======== Information given ========

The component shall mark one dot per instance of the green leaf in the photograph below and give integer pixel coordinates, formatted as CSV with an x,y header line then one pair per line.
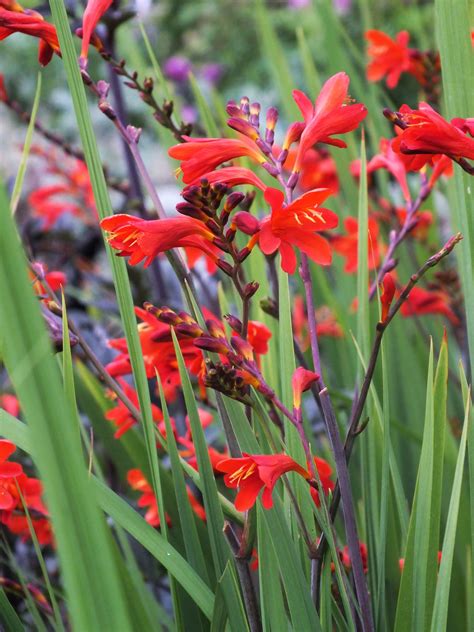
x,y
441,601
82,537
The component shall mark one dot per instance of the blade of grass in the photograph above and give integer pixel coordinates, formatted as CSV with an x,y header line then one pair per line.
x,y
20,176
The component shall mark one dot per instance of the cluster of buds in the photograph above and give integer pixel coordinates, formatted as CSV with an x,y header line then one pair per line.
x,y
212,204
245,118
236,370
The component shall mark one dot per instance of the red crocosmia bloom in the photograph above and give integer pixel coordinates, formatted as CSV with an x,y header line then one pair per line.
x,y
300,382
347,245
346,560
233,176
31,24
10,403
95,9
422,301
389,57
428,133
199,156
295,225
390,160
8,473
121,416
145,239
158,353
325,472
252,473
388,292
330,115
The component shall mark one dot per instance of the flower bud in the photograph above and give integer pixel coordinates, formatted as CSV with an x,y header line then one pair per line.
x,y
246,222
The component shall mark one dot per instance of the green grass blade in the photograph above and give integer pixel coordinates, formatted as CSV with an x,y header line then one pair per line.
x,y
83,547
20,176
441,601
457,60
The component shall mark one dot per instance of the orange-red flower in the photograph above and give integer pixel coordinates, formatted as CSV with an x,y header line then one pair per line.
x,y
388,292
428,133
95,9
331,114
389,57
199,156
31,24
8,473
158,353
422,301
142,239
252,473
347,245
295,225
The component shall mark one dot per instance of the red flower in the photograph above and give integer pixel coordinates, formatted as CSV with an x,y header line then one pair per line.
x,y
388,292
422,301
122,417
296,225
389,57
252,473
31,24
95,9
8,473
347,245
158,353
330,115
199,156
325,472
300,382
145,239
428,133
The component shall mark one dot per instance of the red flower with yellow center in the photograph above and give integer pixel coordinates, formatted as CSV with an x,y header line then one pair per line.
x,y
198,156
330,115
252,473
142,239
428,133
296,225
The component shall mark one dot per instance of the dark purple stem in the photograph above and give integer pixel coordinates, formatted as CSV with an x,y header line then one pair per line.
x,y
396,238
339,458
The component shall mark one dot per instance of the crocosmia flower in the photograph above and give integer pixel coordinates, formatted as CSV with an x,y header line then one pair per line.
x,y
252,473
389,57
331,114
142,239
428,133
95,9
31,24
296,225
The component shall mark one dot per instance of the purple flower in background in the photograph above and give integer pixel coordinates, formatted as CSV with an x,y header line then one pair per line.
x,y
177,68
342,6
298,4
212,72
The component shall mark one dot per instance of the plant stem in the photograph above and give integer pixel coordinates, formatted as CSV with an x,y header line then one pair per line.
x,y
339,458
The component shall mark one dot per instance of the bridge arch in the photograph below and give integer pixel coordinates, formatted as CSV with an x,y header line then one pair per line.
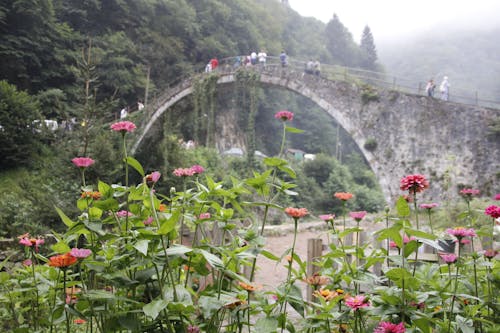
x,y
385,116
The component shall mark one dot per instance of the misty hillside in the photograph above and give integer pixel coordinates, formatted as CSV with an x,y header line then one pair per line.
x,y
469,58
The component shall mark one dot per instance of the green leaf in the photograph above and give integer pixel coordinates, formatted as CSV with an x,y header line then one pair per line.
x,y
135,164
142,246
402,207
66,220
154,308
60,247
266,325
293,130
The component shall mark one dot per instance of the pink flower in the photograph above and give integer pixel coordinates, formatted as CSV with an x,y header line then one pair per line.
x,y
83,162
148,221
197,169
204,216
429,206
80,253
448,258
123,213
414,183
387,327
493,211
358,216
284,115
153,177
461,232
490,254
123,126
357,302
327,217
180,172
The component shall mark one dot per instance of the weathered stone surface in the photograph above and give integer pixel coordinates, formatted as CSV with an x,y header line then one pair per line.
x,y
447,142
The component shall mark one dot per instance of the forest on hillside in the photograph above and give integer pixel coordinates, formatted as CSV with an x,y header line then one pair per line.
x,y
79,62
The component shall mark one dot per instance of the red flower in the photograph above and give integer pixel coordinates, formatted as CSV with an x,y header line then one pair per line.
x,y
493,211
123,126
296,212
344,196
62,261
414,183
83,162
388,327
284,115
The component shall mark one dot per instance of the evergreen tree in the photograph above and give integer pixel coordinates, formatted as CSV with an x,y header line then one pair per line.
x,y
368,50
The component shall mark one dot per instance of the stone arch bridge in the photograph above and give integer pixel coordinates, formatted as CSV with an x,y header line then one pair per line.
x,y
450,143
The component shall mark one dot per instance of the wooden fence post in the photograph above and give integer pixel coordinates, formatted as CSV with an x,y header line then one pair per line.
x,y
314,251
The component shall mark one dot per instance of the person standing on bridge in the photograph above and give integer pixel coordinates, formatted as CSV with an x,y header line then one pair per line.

========
======== Information given ========

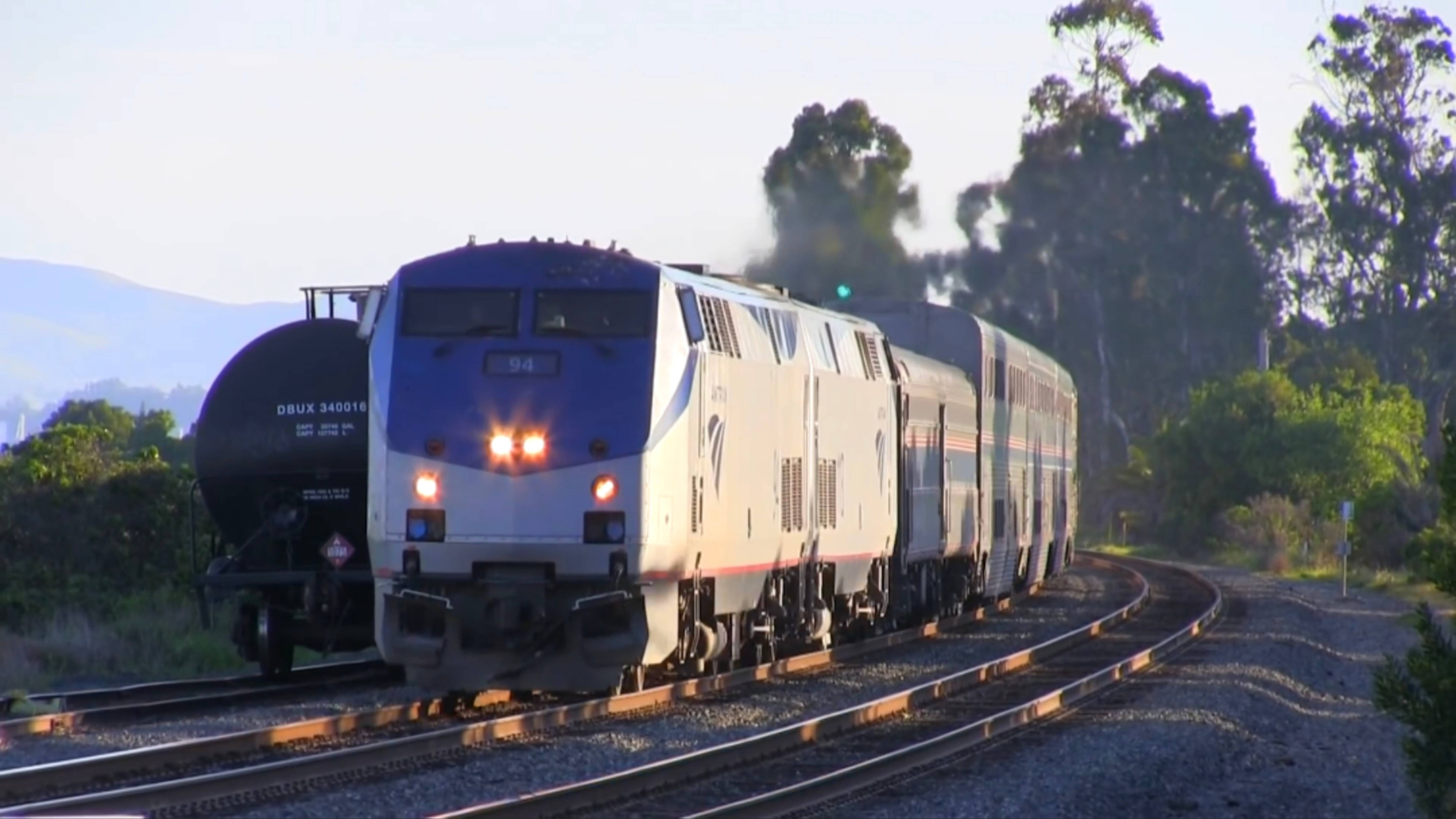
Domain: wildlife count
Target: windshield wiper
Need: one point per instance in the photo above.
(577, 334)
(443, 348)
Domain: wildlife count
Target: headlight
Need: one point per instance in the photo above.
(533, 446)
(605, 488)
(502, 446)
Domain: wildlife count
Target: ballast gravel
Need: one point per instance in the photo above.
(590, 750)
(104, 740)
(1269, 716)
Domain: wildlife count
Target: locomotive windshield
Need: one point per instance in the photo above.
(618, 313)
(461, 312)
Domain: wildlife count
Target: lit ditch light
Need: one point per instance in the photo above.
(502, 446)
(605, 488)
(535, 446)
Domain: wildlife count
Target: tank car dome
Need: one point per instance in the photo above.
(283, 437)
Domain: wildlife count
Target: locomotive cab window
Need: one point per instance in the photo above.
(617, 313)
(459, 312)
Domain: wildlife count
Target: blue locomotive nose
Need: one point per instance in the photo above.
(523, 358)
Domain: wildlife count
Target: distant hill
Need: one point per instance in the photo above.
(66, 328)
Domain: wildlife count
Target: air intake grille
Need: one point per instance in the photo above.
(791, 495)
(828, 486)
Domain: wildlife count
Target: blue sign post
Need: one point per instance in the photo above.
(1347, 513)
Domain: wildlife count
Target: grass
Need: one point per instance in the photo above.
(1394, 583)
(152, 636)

========
======== Information given ========

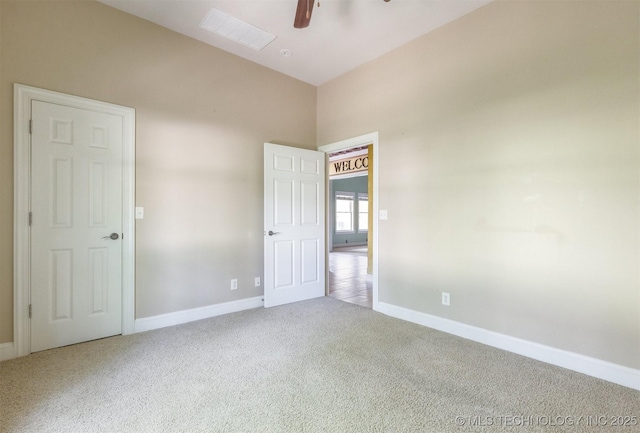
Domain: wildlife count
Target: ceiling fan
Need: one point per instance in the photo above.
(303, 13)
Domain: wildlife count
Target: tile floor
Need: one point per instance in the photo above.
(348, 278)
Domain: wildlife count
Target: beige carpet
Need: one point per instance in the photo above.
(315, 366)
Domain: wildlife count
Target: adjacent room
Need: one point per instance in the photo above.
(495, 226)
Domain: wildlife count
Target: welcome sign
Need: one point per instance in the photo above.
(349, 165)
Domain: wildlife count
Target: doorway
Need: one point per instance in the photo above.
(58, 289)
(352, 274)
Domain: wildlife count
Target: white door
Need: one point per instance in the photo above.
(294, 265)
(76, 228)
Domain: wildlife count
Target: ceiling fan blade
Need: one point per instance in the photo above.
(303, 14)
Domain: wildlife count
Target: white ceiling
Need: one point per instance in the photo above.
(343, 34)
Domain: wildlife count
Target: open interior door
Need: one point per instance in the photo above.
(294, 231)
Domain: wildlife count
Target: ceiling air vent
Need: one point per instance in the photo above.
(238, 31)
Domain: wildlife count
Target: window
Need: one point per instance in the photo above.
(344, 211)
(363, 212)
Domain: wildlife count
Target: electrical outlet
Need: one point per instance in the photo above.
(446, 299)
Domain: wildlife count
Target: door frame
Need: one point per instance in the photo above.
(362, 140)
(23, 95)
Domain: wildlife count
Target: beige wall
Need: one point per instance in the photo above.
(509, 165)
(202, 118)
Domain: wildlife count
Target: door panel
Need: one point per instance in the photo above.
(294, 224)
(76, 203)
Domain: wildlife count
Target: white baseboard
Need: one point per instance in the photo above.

========

Job
Which lines in the entries above contain the word "flower", counting only matches with the same capitalization? Copy each of those lines in full.

The completed task
The component shall mark one dot per instance of the flower bud in the photograph above and give integer pixel coordinates, formatted as CSV with an x,y header line then one pair per line.
The component shall mark one dot per instance of the orange-red flower in the photograph above and give integer pixel coordinates, formatted as CSV with an x,y header line then one pair per line.
The component shall mark one dot per instance of the red flower in the photograph above and give integer pixel coordinates, formatted as CSV with an x,y header line then one pair per line.
The component shall mark one dot per instance of the red flower with yellow center in the photograph above and give integer pixel coordinates, formatted as CSV with an x,y header line then one pair per line.
The component shall mark one dot per instance of the crocosmia flower in the photograph above and give integer pixel coordinates, formatted as CSV with an x,y header line then one pair per line.
The component shall mark one dot per instance of the purple flower in background in the photograph above and give integer pixel coordinates, formatted as CSV with an x,y header line then one pair per line.
The component shall mark one dot per instance of the pink flower in the photograph above and give integer pixel coordinates, formatted as CSV with an x,y header line then one pair per line.
The component shall mark one dot per instance of the red flower in the photograph above and give integer pixel coordinates, formatted as CSV with an x,y header line then one pair per line.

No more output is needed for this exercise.